*** Excerpted records ***

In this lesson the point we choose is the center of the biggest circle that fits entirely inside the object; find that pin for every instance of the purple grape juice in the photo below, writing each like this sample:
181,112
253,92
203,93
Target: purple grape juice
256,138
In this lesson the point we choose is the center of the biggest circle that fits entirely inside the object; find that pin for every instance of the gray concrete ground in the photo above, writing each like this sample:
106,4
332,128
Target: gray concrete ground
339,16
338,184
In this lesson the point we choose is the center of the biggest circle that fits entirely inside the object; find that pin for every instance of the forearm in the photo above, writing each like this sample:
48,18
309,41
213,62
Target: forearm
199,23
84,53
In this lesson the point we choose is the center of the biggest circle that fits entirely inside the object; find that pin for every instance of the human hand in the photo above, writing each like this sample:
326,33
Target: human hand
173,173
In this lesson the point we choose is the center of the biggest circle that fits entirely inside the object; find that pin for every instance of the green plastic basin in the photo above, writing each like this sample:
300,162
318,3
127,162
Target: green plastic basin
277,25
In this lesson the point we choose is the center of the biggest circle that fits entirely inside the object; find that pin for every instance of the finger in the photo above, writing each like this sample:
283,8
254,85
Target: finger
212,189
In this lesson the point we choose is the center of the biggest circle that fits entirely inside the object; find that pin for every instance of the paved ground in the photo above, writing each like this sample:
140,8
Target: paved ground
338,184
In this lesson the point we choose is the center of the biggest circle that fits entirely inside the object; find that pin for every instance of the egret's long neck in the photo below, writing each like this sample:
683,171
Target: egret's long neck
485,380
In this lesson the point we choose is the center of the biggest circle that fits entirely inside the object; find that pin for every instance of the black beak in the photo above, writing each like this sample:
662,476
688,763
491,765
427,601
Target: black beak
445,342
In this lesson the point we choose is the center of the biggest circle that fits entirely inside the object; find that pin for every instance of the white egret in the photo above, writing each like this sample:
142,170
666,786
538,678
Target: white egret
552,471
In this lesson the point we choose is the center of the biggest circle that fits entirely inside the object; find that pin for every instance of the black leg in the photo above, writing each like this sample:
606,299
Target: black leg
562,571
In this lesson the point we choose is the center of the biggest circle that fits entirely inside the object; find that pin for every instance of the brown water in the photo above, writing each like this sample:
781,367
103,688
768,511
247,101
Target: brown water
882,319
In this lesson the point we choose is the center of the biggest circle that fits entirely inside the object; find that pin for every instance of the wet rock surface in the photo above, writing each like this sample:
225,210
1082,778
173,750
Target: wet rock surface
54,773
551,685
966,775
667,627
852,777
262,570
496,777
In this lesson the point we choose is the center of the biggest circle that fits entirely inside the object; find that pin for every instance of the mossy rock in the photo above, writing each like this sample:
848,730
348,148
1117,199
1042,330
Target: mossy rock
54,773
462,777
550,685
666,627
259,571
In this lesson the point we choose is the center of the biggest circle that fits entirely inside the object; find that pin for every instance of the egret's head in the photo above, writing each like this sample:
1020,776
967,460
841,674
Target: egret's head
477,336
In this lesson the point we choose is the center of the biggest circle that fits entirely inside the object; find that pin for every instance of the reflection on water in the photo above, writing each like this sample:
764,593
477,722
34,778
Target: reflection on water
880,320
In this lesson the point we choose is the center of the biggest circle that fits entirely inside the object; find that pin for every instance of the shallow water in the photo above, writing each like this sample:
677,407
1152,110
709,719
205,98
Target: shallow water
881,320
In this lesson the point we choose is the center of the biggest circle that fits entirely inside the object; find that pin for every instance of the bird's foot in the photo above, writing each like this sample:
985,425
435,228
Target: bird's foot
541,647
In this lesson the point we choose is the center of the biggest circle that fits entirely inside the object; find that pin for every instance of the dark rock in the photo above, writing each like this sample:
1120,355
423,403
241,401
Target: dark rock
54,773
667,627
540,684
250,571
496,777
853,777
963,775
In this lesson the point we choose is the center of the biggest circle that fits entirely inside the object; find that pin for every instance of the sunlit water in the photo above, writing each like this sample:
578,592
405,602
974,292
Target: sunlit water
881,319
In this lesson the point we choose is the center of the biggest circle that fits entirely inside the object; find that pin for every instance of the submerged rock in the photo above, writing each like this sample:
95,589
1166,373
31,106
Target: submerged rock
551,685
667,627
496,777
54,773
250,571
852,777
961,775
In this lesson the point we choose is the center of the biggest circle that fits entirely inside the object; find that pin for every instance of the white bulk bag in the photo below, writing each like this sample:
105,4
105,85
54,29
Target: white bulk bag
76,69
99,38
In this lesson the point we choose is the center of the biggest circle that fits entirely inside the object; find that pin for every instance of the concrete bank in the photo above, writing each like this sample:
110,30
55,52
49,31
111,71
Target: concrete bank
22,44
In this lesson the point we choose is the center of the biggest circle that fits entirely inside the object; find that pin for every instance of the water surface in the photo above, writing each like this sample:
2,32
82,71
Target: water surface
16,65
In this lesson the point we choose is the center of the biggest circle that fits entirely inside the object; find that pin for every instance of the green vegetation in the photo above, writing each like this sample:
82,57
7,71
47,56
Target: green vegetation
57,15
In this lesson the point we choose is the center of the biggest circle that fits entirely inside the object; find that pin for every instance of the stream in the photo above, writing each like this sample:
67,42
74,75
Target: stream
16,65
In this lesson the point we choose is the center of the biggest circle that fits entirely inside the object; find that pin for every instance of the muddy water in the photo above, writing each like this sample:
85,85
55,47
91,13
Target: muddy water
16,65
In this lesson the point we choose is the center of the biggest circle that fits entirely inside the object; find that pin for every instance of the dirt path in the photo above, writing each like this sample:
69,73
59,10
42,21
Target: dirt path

***

What you are asked to do: Look through the data above for the word "path". Report each line where it occurs.

Response:
In this lesson the point we choose is the center of the biggest circle that fits entirely inside the object; find that pin for every instance of the dirt path in the photo above, writing each like this sample:
Target: dirt path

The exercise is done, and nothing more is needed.